Convert all the material below into a CSV with the two columns input and output, giving one row per input and its answer. Put each in a single quoted field, and replace every line break with a space.

- [Supplied material]:
━━━

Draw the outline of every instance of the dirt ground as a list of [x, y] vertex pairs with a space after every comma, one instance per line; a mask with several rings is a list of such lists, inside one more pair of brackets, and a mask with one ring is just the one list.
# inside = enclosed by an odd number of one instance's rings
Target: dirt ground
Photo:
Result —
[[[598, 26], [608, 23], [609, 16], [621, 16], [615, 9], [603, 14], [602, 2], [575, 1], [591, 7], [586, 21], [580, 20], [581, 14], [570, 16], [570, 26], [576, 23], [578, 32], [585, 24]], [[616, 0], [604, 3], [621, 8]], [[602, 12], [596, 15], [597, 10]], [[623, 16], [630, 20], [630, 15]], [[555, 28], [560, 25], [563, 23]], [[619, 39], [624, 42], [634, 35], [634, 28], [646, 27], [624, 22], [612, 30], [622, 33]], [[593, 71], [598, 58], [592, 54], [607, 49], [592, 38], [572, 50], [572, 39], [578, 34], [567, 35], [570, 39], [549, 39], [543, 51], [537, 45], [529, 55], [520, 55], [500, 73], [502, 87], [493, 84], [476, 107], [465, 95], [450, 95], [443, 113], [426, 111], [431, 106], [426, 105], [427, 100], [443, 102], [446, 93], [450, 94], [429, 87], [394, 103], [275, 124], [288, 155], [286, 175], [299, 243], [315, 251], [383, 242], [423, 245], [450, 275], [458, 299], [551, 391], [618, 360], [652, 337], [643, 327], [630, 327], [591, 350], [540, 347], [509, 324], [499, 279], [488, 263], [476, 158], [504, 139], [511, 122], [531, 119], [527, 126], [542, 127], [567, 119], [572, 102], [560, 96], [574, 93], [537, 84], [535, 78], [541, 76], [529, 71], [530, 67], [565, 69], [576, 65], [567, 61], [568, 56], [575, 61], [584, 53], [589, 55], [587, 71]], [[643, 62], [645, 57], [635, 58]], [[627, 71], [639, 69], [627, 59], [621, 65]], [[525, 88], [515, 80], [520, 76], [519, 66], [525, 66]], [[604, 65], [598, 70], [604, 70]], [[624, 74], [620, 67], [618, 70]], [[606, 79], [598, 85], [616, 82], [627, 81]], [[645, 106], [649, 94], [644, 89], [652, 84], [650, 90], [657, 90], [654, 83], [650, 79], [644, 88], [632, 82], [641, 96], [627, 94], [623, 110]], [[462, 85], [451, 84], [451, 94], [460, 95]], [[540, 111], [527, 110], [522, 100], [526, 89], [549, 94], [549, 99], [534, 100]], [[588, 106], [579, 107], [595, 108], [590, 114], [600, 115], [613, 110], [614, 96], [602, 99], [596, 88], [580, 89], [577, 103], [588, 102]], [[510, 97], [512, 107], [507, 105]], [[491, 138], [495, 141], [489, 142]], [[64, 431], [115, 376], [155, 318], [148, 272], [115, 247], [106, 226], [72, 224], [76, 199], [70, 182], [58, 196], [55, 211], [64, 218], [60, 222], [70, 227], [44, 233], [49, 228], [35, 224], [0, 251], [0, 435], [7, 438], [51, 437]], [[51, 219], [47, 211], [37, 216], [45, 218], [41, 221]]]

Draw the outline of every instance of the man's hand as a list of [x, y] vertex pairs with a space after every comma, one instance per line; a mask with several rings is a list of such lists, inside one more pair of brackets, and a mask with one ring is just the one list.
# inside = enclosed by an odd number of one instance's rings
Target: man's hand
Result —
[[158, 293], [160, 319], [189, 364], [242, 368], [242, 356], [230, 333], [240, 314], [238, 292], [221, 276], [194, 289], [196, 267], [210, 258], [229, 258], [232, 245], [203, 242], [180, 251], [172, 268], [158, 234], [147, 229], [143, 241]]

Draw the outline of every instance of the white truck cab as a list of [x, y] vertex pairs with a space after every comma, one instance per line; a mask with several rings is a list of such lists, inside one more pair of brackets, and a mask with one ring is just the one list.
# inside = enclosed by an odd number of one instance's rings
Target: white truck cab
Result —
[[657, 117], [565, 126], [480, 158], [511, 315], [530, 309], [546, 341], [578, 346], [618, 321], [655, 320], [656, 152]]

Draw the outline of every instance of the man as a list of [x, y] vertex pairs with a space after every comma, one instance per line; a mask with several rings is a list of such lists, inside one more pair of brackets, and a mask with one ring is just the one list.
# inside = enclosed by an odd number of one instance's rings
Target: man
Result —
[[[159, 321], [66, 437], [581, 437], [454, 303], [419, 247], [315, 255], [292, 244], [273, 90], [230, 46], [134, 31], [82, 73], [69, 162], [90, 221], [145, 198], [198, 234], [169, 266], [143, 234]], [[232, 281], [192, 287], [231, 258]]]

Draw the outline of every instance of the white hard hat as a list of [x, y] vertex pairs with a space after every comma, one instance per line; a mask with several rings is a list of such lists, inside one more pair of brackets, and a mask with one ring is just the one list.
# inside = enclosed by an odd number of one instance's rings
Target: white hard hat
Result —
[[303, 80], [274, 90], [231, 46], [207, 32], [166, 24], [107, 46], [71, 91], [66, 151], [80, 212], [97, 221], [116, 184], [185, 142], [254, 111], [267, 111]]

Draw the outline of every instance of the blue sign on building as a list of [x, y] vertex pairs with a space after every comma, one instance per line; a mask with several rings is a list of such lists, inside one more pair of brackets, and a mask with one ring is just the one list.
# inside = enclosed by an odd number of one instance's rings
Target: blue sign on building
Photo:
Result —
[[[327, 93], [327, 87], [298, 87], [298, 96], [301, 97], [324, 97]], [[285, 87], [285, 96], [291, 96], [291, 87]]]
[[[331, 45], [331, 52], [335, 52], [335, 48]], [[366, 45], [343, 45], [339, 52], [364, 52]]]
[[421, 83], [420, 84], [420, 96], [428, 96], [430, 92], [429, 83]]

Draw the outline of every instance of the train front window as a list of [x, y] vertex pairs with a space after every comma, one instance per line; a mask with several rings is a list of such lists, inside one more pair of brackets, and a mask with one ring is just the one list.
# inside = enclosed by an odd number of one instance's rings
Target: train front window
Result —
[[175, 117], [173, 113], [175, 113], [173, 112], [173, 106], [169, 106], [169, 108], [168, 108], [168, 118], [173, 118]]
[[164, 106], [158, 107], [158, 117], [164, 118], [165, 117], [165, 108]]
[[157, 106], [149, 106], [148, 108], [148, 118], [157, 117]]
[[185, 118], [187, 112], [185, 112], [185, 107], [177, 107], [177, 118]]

━━━

- [Response below]:
input,output
"Draw the outline of every instance of the dirt ground as a list of [x, y] vertex pairs with a space after every comma, one instance per line; a mask with several rings is a list of such lists, inside one more pair of brackets, and a mask with one ring is just the one list. # inside = enclosed by an odd number of one instance's rings Target: dirt ground Photo: Result —","[[[598, 26], [608, 23], [609, 16], [621, 16], [615, 9], [603, 14], [602, 2], [575, 1], [591, 7], [586, 21], [580, 20], [581, 14], [570, 16], [570, 26], [576, 23], [578, 32], [585, 24]], [[616, 0], [604, 3], [621, 8]], [[602, 12], [596, 15], [597, 10]], [[623, 16], [630, 20], [630, 15]], [[555, 28], [560, 25], [563, 23]], [[619, 39], [624, 42], [634, 35], [634, 28], [646, 27], [624, 22], [612, 30], [622, 33]], [[593, 71], [598, 58], [592, 54], [607, 49], [592, 38], [572, 50], [572, 39], [578, 34], [567, 35], [570, 39], [549, 39], [543, 51], [537, 45], [529, 55], [520, 55], [500, 73], [502, 87], [493, 84], [476, 107], [465, 95], [450, 95], [443, 113], [426, 111], [431, 106], [426, 105], [427, 100], [443, 102], [446, 93], [450, 94], [429, 87], [394, 103], [275, 124], [288, 155], [286, 175], [299, 243], [315, 251], [383, 242], [423, 245], [450, 275], [458, 299], [551, 391], [618, 360], [652, 337], [643, 327], [630, 327], [591, 350], [540, 347], [509, 324], [499, 279], [488, 263], [476, 158], [504, 139], [511, 122], [531, 119], [527, 126], [542, 127], [567, 119], [572, 102], [560, 96], [574, 93], [537, 84], [535, 78], [541, 76], [529, 71], [530, 67], [565, 69], [576, 65], [567, 61], [568, 56], [575, 61], [584, 53], [589, 55], [587, 71]], [[643, 62], [645, 57], [635, 58]], [[627, 71], [639, 69], [627, 59], [621, 65]], [[525, 88], [515, 80], [520, 76], [519, 66], [525, 66]], [[604, 65], [598, 70], [604, 70]], [[624, 74], [620, 67], [618, 70]], [[606, 79], [598, 85], [616, 82], [627, 81]], [[645, 106], [649, 94], [644, 89], [652, 84], [650, 90], [657, 90], [654, 83], [650, 79], [644, 88], [632, 82], [641, 96], [627, 94], [623, 110]], [[462, 85], [451, 84], [451, 94], [460, 95]], [[540, 111], [527, 110], [522, 100], [526, 89], [549, 94], [549, 99], [534, 100]], [[588, 106], [579, 107], [595, 108], [590, 114], [600, 115], [613, 110], [614, 96], [602, 99], [596, 88], [580, 89], [577, 103], [588, 102]], [[510, 97], [512, 107], [507, 105]], [[491, 138], [495, 141], [489, 142]], [[64, 431], [115, 376], [155, 318], [148, 272], [115, 247], [106, 226], [72, 224], [76, 199], [70, 182], [58, 196], [55, 211], [64, 218], [60, 222], [70, 227], [44, 233], [49, 228], [35, 224], [0, 251], [0, 435], [7, 438], [51, 437]], [[51, 219], [47, 211], [37, 216], [45, 218], [41, 221]]]"
"Draw the outline of every instance of the man's hand as a list of [x, y] vertex pairs with a space after every comma, one instance per line; a mask with several rings is a list of such lists, inside one more pair of brackets, and a mask with one ring is just the one list. # inside = enclosed by an odd number of one instance's rings Target: man's hand Result —","[[158, 293], [160, 319], [189, 364], [242, 368], [242, 356], [230, 333], [240, 314], [238, 292], [221, 276], [194, 289], [196, 267], [210, 258], [229, 258], [232, 245], [203, 242], [180, 251], [172, 268], [158, 234], [147, 229], [143, 241]]"
"Draw the outline of every instance of the white truck cab as a list of [x, y] vertex pairs with a space after every comma, one instance per line; a mask with several rings is a list of such lists, inside one more pair of brackets, and a mask with one ring is just the one list. # inside = enclosed by an odd number of one instance's rings Target: white truck cab Result —","[[657, 117], [565, 126], [480, 158], [511, 315], [530, 309], [546, 341], [578, 346], [618, 321], [655, 320], [656, 152]]"
"Draw the outline of every instance of the man as a list of [x, y] vertex pairs with a space after every comma, one instance per line; a mask with several rings is a list of such lists, inside one more pair of brackets, and a mask with one ring is just the one list. # inside = enclosed by an odd number of one instance's rings Target: man Result —","[[[159, 321], [66, 437], [581, 437], [454, 303], [419, 247], [315, 255], [292, 244], [273, 90], [230, 46], [134, 31], [82, 73], [69, 162], [90, 221], [145, 198], [198, 234], [169, 266], [143, 234]], [[232, 281], [192, 287], [231, 258]]]"
"Draw the outline of every instance of the white hard hat as a list of [x, y] vertex pairs with a space after every comma, one instance per line; a mask with several rings is a list of such lists, inside one more pair of brackets, and a mask with one ring is just the one list. # inside = enclosed by an odd number of one instance's rings Target: white hard hat Result —","[[303, 80], [274, 90], [231, 46], [207, 32], [166, 24], [107, 46], [71, 91], [66, 151], [80, 212], [97, 221], [116, 184], [185, 142], [254, 111], [267, 111]]"
"Draw the outline of every instance of the blue sign on building as a list of [x, y] vertex pairs with a space after every comma, one instance per line; a mask with several rings is a list of such lists, inside one more pair of brackets, and a mask with one ring is just the one list. # inside = enclosed by an odd number of one instance's rings Target: blue sign on building Photo: Result —","[[[327, 93], [327, 87], [298, 87], [298, 96], [301, 97], [324, 97]], [[285, 87], [285, 96], [291, 96], [291, 87]]] [[[331, 45], [331, 52], [335, 52], [335, 48]], [[366, 45], [343, 45], [339, 52], [364, 52]]] [[421, 83], [420, 84], [420, 96], [428, 96], [430, 92], [429, 83]]"
"Draw the outline of every instance of the train front window as a list of [x, y] vertex pairs with a space after every comma, one instance per line; a mask with several rings is a list of such lists, inside one more pair of brackets, and a mask with one ring is just the one list. # inside = enclosed by an odd number of one instance's rings Target: train front window Result —","[[175, 117], [173, 113], [175, 113], [173, 112], [173, 106], [169, 106], [169, 108], [168, 108], [168, 118], [173, 118]] [[164, 106], [158, 107], [158, 117], [164, 118], [165, 117], [165, 108]] [[157, 106], [149, 106], [148, 108], [148, 118], [157, 117]] [[185, 118], [187, 112], [185, 112], [185, 107], [177, 107], [177, 118]]"